Image-grounded pointing data:
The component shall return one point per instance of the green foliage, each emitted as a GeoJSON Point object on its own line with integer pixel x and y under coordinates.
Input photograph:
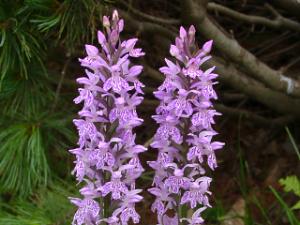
{"type": "Point", "coordinates": [26, 96]}
{"type": "Point", "coordinates": [71, 22]}
{"type": "Point", "coordinates": [47, 207]}
{"type": "Point", "coordinates": [20, 46]}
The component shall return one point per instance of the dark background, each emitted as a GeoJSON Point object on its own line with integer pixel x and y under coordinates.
{"type": "Point", "coordinates": [257, 54]}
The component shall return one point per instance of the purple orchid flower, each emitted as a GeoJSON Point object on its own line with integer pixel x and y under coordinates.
{"type": "Point", "coordinates": [184, 138]}
{"type": "Point", "coordinates": [107, 157]}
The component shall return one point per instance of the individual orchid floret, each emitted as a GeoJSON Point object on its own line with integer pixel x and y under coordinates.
{"type": "Point", "coordinates": [107, 157]}
{"type": "Point", "coordinates": [184, 138]}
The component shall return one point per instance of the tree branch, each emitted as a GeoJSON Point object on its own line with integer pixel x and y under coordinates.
{"type": "Point", "coordinates": [277, 23]}
{"type": "Point", "coordinates": [237, 53]}
{"type": "Point", "coordinates": [275, 100]}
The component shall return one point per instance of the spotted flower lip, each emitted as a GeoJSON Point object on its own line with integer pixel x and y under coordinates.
{"type": "Point", "coordinates": [107, 157]}
{"type": "Point", "coordinates": [184, 138]}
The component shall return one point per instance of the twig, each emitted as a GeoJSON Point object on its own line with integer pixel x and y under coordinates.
{"type": "Point", "coordinates": [277, 23]}
{"type": "Point", "coordinates": [236, 52]}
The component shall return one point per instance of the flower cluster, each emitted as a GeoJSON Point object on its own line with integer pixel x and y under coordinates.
{"type": "Point", "coordinates": [107, 155]}
{"type": "Point", "coordinates": [184, 137]}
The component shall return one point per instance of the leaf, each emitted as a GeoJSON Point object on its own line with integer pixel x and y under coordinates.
{"type": "Point", "coordinates": [291, 184]}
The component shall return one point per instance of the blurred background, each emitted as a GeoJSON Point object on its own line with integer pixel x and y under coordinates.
{"type": "Point", "coordinates": [257, 54]}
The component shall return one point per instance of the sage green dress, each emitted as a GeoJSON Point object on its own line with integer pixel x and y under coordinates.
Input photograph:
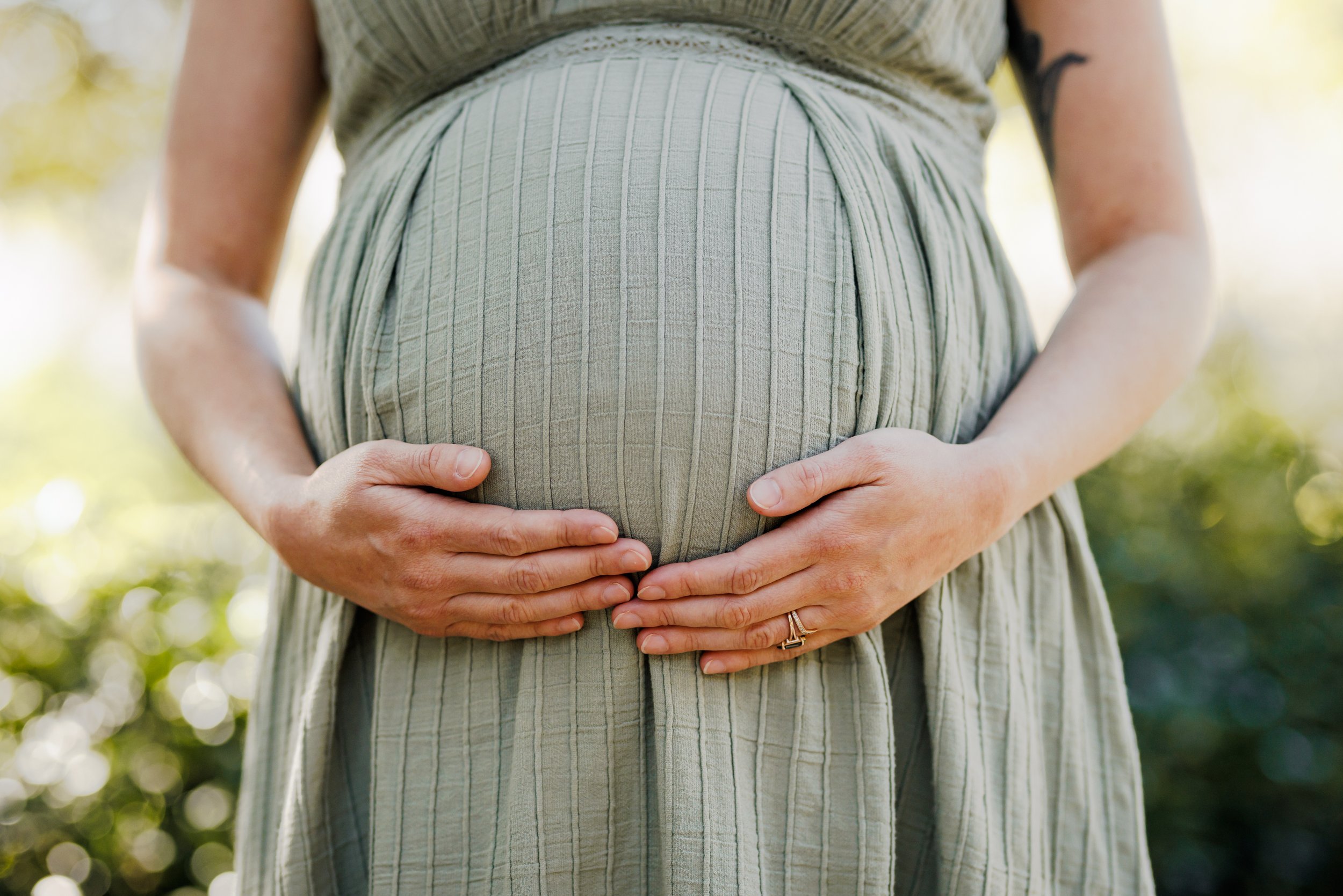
{"type": "Point", "coordinates": [644, 253]}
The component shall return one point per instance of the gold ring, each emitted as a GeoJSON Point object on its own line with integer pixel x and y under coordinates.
{"type": "Point", "coordinates": [804, 631]}
{"type": "Point", "coordinates": [797, 632]}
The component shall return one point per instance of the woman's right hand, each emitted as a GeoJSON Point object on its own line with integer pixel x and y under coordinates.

_ACTIVITY:_ All of the data above is to be repeated exactly, with the pictures left out.

_REPLY TO THE EXERCISE:_
The component shall return one point per instance of the green foliage, each emitted as a GeoJSON Point object on its own line with integer pixel x and y under coordinates.
Input photograph:
{"type": "Point", "coordinates": [26, 96]}
{"type": "Point", "coordinates": [71, 22]}
{"type": "Point", "coordinates": [47, 207]}
{"type": "Point", "coordinates": [20, 46]}
The component shall return one point per instance of the dark background, each emitted as a GeoJSON Point object on its own line with integer pixel x and y under coordinates.
{"type": "Point", "coordinates": [257, 54]}
The component shall return one point per instance of the purple orchid flower, each emitted as a GeoJSON Point object on its own line with integer pixel x and y under coordinates.
{"type": "Point", "coordinates": [184, 138]}
{"type": "Point", "coordinates": [107, 157]}
The component shall return one point per instance of the individual orchid floret, each emitted as a GeoJSON Point object on its own line with integer pixel x and y under coordinates.
{"type": "Point", "coordinates": [107, 157]}
{"type": "Point", "coordinates": [184, 138]}
The component shall return one point per instance of the tree branch, each emitted as a GeoJSON Point object on its own line with integer pixel x and y under coordinates.
{"type": "Point", "coordinates": [277, 23]}
{"type": "Point", "coordinates": [237, 53]}
{"type": "Point", "coordinates": [275, 100]}
The component shall return one point per instance of the spotted flower lip, each emitted as a GeoJSON Point object on its own line with integer pixel x and y under coordinates.
{"type": "Point", "coordinates": [107, 157]}
{"type": "Point", "coordinates": [184, 138]}
The component shall return one point per instance of the twig, each emitted as a GeoJSON Point object on its own line with integer pixel x and y under coordinates.
{"type": "Point", "coordinates": [277, 23]}
{"type": "Point", "coordinates": [236, 52]}
The component shall return one point per instance of the flower cluster, each emitted as a GeoJSON Point object on its own line with integer pixel x and y under coordinates.
{"type": "Point", "coordinates": [107, 155]}
{"type": "Point", "coordinates": [184, 137]}
The component shall return one point per instance of the leaf, each emitted as a GeoJSON Point object on its own line with integer pixel x and y under coordinates.
{"type": "Point", "coordinates": [291, 184]}
The component shall return one point per instance of the blurred background, each emitted as a GeoJSON Point object on its own line with integer pixel x and y under coordinates.
{"type": "Point", "coordinates": [257, 54]}
The component shall return one point per instance of the sage green dress, each emitted as a GeoJSON Point object on its own line with integer pixel x and y under coordinates.
Input photograph:
{"type": "Point", "coordinates": [644, 253]}
The component shall return one point per instance of the gold ring, each emitted as a GeoJSON Point object on its own line with integer pixel x and y under coordinates.
{"type": "Point", "coordinates": [804, 631]}
{"type": "Point", "coordinates": [797, 632]}
The component shall return one point per instance of the woman's right hand, each emitted as a GeoJSON Point object on its own line with integer pixel x and y under coordinates.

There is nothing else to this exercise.